# Pointing records:

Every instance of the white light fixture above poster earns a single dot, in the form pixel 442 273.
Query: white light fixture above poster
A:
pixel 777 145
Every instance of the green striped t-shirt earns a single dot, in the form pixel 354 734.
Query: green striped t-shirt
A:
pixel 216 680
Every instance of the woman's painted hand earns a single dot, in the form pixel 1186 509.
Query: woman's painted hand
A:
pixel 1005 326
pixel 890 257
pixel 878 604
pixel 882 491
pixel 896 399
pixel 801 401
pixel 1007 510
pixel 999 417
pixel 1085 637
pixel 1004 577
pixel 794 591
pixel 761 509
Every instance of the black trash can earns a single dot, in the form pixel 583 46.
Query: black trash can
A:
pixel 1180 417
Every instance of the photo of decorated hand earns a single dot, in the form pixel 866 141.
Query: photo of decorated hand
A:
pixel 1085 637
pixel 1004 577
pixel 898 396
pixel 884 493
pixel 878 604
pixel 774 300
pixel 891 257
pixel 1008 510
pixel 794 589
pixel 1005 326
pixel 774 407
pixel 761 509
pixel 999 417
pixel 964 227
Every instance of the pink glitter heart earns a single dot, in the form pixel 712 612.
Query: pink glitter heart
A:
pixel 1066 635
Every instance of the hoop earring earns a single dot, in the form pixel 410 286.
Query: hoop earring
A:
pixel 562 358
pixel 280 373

...

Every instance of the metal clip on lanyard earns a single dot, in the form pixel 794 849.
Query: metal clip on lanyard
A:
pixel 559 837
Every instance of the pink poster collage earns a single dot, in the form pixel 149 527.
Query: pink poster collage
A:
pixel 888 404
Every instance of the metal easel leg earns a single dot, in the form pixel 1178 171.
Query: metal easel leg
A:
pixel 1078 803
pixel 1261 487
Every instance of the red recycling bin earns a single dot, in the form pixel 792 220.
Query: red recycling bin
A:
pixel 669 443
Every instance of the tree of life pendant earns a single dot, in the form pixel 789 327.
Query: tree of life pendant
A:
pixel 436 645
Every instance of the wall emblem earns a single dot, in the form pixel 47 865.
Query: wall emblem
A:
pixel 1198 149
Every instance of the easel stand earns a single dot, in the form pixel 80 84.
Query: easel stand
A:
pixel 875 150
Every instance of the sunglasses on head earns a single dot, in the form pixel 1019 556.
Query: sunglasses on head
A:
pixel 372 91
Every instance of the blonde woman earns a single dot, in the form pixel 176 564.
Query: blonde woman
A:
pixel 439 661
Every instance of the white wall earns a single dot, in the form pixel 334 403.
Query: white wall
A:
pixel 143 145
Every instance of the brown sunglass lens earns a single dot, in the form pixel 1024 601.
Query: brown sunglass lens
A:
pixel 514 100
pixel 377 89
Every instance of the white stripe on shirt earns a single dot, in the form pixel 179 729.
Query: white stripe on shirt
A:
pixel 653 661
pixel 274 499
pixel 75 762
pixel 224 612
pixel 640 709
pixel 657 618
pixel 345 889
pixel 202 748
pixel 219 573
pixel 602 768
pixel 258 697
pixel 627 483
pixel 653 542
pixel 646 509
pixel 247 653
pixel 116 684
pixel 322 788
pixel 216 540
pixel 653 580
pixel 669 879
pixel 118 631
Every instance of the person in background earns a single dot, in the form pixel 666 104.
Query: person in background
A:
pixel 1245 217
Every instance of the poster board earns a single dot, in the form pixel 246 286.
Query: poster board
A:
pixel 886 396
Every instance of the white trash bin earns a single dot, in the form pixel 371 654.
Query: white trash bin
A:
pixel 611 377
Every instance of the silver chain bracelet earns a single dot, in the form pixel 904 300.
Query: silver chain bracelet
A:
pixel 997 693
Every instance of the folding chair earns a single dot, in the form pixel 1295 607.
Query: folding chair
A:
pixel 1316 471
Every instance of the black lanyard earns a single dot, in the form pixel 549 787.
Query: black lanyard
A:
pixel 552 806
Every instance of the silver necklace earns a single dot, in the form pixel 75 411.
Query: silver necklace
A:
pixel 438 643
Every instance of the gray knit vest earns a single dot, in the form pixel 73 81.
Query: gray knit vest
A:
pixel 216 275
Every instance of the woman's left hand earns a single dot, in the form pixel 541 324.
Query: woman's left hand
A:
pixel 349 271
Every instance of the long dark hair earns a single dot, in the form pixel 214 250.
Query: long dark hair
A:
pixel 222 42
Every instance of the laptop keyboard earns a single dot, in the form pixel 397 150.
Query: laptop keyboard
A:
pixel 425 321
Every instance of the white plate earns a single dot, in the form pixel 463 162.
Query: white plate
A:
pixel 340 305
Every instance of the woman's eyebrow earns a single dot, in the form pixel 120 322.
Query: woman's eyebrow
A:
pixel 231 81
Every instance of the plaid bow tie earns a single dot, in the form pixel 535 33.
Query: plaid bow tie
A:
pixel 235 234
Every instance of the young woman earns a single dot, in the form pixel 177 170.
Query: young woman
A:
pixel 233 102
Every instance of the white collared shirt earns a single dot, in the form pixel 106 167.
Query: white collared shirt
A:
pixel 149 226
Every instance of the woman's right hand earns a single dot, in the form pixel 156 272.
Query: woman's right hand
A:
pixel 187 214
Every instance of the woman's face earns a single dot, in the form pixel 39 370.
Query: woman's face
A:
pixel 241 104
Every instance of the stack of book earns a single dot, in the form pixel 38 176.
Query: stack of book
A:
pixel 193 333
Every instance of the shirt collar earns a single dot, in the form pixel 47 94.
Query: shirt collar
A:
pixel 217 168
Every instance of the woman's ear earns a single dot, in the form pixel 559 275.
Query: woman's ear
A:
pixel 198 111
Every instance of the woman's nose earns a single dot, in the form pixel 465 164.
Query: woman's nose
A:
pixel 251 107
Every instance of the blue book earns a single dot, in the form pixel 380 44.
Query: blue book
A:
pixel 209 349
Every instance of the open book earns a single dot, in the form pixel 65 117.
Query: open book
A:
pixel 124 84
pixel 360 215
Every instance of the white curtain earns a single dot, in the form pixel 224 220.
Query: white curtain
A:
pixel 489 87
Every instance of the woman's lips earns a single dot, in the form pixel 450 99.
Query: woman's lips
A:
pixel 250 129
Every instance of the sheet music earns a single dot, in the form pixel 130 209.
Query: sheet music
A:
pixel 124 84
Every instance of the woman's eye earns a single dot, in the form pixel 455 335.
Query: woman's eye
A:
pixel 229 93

...

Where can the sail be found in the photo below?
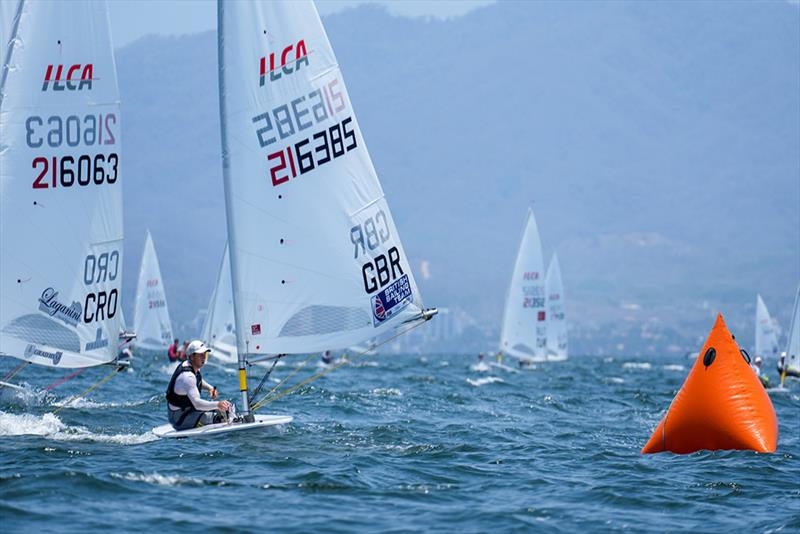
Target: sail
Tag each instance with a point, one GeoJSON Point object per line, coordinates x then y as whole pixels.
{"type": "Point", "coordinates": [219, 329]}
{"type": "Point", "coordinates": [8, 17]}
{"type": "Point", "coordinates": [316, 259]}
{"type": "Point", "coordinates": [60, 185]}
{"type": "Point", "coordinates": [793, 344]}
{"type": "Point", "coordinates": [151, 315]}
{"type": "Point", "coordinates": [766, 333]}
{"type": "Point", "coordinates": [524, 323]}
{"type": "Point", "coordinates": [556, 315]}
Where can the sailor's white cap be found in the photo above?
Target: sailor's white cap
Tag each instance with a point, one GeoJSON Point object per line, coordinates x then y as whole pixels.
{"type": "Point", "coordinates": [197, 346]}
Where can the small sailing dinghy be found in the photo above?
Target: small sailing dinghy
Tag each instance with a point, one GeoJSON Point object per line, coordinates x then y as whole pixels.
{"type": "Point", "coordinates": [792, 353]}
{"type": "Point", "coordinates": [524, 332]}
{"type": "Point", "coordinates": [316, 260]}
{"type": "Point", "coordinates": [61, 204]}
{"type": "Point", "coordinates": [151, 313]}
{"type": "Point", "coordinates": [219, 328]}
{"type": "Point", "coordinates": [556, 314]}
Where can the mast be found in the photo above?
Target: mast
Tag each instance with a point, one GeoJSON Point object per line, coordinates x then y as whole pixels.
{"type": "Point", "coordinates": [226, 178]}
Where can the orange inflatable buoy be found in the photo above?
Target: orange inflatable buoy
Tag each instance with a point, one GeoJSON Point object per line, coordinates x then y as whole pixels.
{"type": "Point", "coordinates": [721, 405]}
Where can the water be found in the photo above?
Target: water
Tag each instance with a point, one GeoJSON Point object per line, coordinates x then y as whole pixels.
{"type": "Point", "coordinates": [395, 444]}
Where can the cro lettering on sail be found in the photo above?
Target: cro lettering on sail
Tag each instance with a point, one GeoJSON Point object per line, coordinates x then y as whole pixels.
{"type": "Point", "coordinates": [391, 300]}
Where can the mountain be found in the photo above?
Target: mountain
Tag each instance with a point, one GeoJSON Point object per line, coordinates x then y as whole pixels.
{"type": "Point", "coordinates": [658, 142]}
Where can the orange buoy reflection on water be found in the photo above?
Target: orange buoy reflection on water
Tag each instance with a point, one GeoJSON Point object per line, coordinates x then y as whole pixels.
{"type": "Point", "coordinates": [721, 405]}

# DIRECTIVE:
Write out these lines word for word, beginning with the line that contains "Every instance of the sunglasses" and ending with the line that contains "pixel 349 271". Include both of those lines.

# THE RESPONSE:
Every instance of the sunglasses on head earns a single dot, in the form pixel 1019 556.
Query: sunglasses on head
A:
pixel 372 91
Every instance of the blonde woman earns a single dot, in the form pixel 176 564.
Query: blonde woman
A:
pixel 439 661
Every instance of the white wall earns a single dot, in the form pixel 334 403.
Query: white wall
A:
pixel 143 145
Every instance of the brown sunglass lens earns a single dot, in the form pixel 1024 601.
Query: brown sunglass lens
A:
pixel 514 100
pixel 377 89
Every instance of the white stripe on shirt earns a single dot, in the form pixel 179 729.
Query: white stripe on shirt
A:
pixel 653 661
pixel 274 499
pixel 75 762
pixel 224 612
pixel 640 709
pixel 657 618
pixel 345 889
pixel 202 748
pixel 219 573
pixel 602 768
pixel 258 697
pixel 627 483
pixel 653 542
pixel 646 509
pixel 247 653
pixel 116 684
pixel 322 788
pixel 216 540
pixel 653 580
pixel 669 879
pixel 118 631
Every instance of the person in background earns a single dot, in the form pixel 666 104.
Query: person in background
A:
pixel 1245 217
Every instance of the poster board earns a single dot, in the form pixel 246 286.
Query: poster board
A:
pixel 886 396
Every instance of the white trash bin earns a single dot, in the form pixel 371 654.
Query: white trash bin
A:
pixel 611 377
Every instance of the silver chain bracelet earns a single dot, in the form pixel 904 300.
Query: silver chain bracelet
A:
pixel 997 693
Every instance of the folding chair earns a single dot, in the form pixel 1295 607.
Query: folding chair
A:
pixel 1316 471
Every instance of the black lanyard earns a single dot, in the form pixel 549 787.
Query: black lanyard
A:
pixel 552 806
Every instance of the silver necklace earns a single dot, in the form pixel 75 411.
Query: silver necklace
A:
pixel 438 643
Every instance of the gray knit vest earns a single dot, in the form pixel 73 81.
Query: gray knit vest
A:
pixel 216 275
Every instance of the woman's left hand earns a single dot, in the form pixel 541 324.
Query: woman's left hand
A:
pixel 349 271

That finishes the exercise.